*Exercise objective*. Can you rewrite these items as a two-column CSV with the headers "prompt" and "answer", one row per item? Put each item's text and its answer in a single quoted field, and turn any line breaks into spaces.

*Information provided*.
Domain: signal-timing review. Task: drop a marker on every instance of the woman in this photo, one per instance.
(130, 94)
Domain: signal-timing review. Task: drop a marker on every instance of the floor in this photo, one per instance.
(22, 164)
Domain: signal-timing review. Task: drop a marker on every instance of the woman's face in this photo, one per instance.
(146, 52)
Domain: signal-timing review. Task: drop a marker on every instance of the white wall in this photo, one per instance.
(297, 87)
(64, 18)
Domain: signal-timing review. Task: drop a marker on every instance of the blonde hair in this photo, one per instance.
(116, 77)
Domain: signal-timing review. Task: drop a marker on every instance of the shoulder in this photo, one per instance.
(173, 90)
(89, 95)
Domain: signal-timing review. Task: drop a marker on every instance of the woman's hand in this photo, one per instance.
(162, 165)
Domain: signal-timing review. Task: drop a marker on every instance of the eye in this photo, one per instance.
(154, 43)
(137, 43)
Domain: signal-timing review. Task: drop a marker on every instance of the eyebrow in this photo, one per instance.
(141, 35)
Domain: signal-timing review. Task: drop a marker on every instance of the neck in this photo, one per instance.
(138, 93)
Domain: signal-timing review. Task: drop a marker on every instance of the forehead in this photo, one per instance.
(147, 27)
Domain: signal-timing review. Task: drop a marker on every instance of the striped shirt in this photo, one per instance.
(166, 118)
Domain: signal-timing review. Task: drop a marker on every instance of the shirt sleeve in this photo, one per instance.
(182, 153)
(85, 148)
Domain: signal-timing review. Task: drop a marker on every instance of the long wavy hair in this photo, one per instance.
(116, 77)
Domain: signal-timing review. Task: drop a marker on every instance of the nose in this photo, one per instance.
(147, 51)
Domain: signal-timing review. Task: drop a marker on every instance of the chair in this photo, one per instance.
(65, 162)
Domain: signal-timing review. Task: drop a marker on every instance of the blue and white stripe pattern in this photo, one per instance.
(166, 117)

*Reply*.
prompt,answer
"Domain: signal-timing review. Task: drop a marker on every instance of the woman in this photo, one per instance.","(130, 94)"
"Domain: signal-timing review. Task: drop a marker on every instance of the floor in this photo, one per instance.","(22, 164)"
"Domain: signal-timing review. Task: drop a marker on every instance of the woman's face in this photo, one per instance.","(146, 52)"
"Domain: signal-timing review. Task: drop a marker on every instance of the white wall in this photo, one per instance.","(297, 87) (64, 18)"
"Domain: signal-timing review. Task: drop a marker on every instance of the blonde hair in this photo, one per instance.","(116, 77)"
"Domain: signal-timing review. Task: drop a marker on every instance of the shoulder in this photo, one per instance.","(173, 90) (89, 95)"
"Domain: signal-timing review. Task: drop a marker on every instance of the woman's hand in this photo, one per instance.","(162, 165)"
"Domain: signal-timing review. Task: drop a marker on every instance of the eye in this photo, one per instance.","(154, 43) (137, 43)"
"Domain: signal-timing review. Task: drop a marker on every instance of the eyebrow in this photo, one per instance.","(141, 35)"
"Domain: signal-timing review. Task: drop a marker on every instance of the neck in this photo, one per instance.","(138, 93)"
"Domain: signal-timing review. Task: drop a marker on every instance of the forehead in this photo, one per instance.","(147, 27)"
"Domain: signal-timing review. Task: drop a marker on every instance of the striped shirt in this photo, one per instance.","(166, 118)"
"Domain: signal-timing review. Task: drop a marker on every instance of the shirt sleeve in this photo, one per instance.","(182, 153) (85, 148)"
"Domain: signal-timing review. Task: drop a marker on every instance of the long wavy hair in this photo, one per instance.","(116, 77)"
"Domain: signal-timing review. Task: drop a marker on every instance of the nose in this photo, one per instance.","(147, 51)"
"Domain: signal-timing review. Task: drop a marker on every instance of the chair in this photo, one per instance.","(65, 162)"
"Domain: signal-timing review. Task: drop a marker on every instance of the blue and white stripe pattern in this photo, one per instance.","(166, 117)"